Point annotation dataset records:
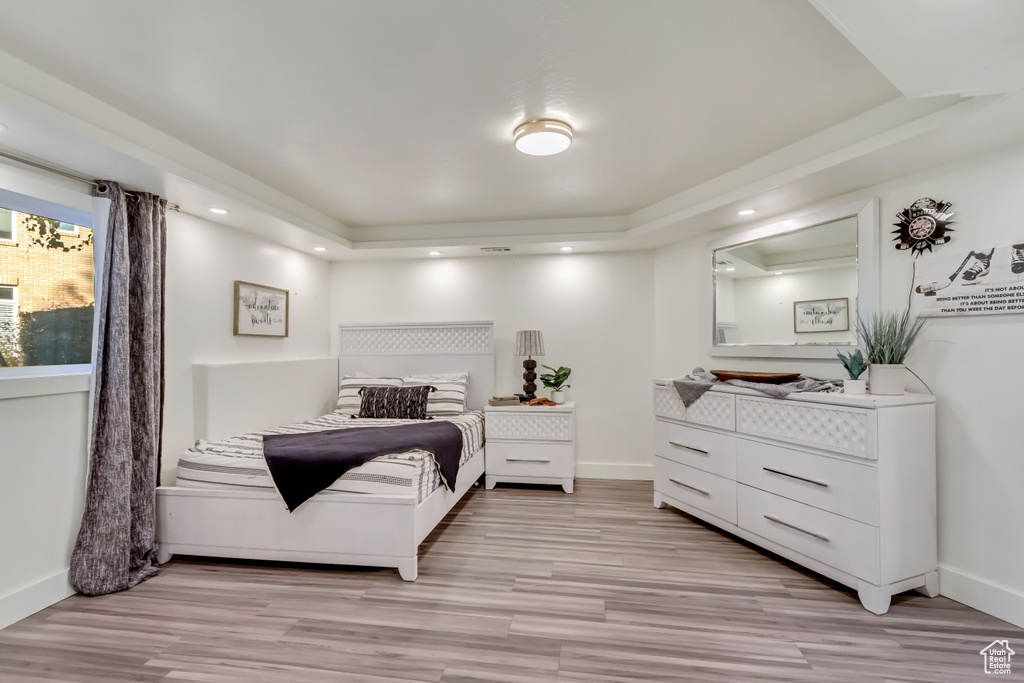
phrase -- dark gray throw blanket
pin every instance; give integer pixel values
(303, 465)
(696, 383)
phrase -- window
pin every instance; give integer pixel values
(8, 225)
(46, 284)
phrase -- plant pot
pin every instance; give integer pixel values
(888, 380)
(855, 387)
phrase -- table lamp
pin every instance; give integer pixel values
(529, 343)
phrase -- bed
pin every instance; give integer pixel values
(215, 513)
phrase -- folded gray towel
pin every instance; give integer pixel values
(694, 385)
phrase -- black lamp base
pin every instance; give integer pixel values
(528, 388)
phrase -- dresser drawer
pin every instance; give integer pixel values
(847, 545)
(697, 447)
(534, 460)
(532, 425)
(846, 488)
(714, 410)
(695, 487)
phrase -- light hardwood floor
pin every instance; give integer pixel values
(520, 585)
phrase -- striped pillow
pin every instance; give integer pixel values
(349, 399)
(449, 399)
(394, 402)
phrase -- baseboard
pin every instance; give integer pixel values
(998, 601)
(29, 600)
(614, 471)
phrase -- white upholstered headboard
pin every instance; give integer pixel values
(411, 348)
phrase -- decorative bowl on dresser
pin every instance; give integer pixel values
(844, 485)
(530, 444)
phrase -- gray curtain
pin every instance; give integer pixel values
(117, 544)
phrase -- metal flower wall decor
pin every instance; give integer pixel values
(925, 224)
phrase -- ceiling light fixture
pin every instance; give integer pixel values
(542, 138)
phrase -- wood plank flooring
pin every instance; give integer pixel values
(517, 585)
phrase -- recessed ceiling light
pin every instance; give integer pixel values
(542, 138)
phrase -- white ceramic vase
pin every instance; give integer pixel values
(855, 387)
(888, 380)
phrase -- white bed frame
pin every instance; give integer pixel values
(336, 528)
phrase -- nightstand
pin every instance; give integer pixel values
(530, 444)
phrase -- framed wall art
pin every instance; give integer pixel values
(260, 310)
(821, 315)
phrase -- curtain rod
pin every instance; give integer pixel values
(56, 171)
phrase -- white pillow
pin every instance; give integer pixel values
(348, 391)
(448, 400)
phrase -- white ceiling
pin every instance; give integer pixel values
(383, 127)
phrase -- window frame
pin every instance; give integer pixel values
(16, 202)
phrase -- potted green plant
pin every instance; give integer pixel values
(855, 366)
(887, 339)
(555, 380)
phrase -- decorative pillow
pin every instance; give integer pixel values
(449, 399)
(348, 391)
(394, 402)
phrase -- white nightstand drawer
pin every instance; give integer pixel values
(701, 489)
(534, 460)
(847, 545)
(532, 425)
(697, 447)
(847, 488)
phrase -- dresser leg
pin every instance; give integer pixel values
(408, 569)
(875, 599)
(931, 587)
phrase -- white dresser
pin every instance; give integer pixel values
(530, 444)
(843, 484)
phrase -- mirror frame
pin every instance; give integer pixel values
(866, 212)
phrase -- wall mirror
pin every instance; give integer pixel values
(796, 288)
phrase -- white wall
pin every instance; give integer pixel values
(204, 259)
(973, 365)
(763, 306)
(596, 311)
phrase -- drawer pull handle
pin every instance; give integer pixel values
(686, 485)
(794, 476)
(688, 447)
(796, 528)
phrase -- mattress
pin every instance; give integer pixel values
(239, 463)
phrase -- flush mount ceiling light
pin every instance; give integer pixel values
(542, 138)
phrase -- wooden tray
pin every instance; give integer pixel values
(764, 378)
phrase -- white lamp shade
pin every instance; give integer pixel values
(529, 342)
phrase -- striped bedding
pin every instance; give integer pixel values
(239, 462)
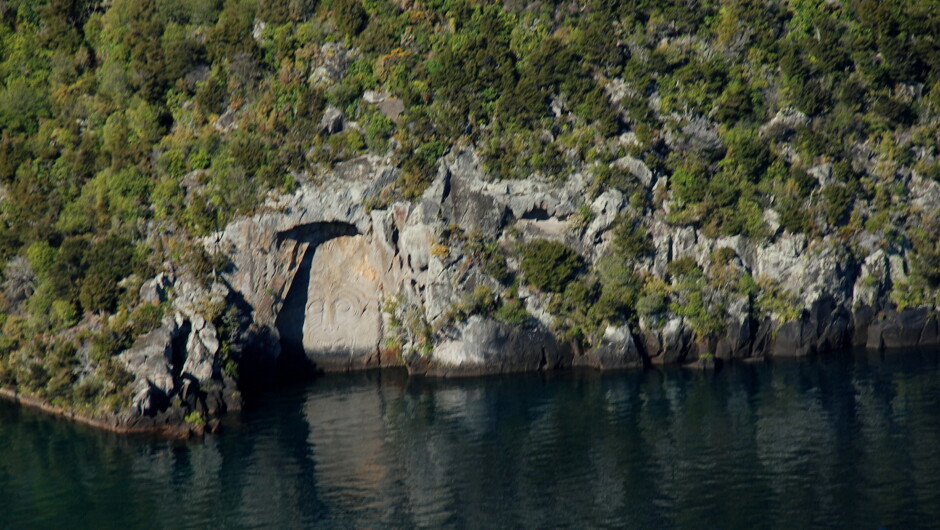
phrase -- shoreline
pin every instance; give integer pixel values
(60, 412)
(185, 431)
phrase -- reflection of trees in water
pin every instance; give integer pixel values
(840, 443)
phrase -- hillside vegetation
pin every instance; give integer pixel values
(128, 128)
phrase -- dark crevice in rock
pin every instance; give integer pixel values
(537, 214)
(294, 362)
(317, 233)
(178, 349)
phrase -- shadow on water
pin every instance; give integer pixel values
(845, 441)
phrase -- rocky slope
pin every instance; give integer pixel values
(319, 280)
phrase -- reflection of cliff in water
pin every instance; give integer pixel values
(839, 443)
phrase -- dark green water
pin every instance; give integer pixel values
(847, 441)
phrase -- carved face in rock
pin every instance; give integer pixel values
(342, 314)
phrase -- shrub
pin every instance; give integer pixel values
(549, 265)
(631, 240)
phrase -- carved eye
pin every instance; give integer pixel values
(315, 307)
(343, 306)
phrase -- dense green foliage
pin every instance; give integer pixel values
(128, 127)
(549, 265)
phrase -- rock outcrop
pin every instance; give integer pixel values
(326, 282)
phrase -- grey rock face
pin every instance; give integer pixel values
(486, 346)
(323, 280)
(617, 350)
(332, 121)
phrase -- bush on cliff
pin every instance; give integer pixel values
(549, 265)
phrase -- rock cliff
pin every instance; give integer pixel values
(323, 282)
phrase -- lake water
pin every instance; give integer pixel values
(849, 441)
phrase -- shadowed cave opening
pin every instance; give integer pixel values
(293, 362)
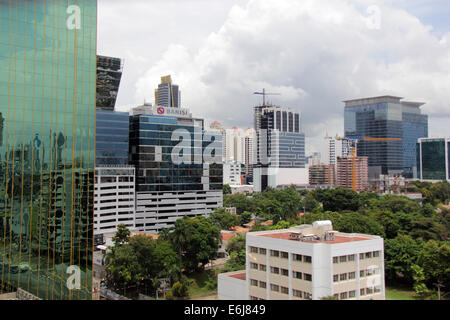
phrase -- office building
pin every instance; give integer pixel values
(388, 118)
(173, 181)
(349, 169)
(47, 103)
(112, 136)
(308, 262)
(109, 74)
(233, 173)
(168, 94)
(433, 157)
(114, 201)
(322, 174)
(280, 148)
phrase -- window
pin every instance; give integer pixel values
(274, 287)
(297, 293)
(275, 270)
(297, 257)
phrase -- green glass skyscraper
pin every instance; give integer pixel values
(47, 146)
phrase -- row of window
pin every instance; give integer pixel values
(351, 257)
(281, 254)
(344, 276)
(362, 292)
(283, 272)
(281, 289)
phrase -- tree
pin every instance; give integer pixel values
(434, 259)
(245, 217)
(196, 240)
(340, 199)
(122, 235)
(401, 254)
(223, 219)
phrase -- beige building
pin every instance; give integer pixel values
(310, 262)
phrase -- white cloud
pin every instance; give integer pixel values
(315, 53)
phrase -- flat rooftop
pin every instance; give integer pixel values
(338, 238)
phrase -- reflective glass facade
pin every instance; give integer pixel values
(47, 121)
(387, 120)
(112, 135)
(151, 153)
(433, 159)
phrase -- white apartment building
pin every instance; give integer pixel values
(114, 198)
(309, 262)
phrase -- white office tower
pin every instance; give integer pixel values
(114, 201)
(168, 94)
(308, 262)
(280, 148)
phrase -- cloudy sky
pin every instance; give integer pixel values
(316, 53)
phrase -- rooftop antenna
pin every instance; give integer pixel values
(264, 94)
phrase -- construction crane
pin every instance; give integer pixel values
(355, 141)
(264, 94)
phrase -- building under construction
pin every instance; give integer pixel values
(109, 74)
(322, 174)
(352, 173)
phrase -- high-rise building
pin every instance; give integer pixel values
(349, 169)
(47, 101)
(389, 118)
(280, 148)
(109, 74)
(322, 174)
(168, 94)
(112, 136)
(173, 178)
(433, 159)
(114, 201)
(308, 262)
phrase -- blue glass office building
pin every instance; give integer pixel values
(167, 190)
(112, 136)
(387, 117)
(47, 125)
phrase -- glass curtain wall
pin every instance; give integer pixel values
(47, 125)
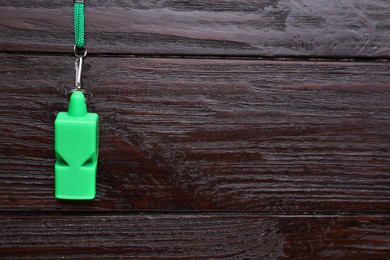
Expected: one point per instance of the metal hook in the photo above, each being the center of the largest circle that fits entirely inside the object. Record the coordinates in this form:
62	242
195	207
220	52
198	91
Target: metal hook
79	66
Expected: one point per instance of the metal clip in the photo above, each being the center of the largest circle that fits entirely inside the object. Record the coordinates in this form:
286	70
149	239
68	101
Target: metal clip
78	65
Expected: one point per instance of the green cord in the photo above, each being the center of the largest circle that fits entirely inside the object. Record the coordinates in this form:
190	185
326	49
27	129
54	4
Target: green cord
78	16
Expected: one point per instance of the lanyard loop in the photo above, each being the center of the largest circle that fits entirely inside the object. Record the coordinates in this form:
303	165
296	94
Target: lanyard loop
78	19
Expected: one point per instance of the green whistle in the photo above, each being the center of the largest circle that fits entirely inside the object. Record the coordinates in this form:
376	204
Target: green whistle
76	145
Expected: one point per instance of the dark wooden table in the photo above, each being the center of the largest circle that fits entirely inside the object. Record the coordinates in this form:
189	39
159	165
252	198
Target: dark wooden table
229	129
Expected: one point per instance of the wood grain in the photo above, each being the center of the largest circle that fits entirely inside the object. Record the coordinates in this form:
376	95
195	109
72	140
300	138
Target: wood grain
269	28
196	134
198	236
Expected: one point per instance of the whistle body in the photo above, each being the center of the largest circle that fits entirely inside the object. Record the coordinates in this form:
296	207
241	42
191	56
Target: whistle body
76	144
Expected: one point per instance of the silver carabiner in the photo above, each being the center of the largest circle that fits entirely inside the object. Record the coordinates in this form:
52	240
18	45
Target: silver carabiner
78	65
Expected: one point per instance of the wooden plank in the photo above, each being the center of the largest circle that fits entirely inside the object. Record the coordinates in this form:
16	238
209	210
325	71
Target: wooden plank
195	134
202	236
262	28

▶ Task directions
Only the lines from the one containing "Expected: one point per instance of the green whistle" through the end of the material should be reproduced, exactly, with both ends included.

▶ Response to the task
Expected: one point per instance of the green whistle in the photo above, each being the center of the largest circle that fits entirely inside the object. Record the coordinates in this form:
376	204
Target: green whistle
76	145
Expected: one point per instance of the dark wooden table in the photo above, each being the center of the largest circle that fits entirely inside the object. Record the coordinates in this form:
189	39
159	165
252	198
Target: dark wooden table
229	129
Expected: one point per instance of the wood grain in the photo above, each being the center of the largest circle that fits entirely inside the object. Record the coordinates in this form:
376	95
195	109
72	140
300	138
Target: wood grain
269	28
196	134
198	236
Expected: one point per instance of the whistle body in the photo above, each being the center of the largest circle that fits entirely inside the object. Record the coordinates in this form:
296	207
241	42
191	56
Target: whistle body
76	144
Expected: one point per instance of the silver carabiner in the photo above, each being the center of the largest circle that fits entirely inside the object. Record the coordinates in this form:
52	240
18	45
Target: silver carabiner
78	65
Expected: one point per instance of the wooden plank in the photo above, each being the center of the largest circle that fits entirely inside the object. Record the coordinates in this form:
16	238
209	210
325	71
Target: wooden plank
195	134
202	236
262	28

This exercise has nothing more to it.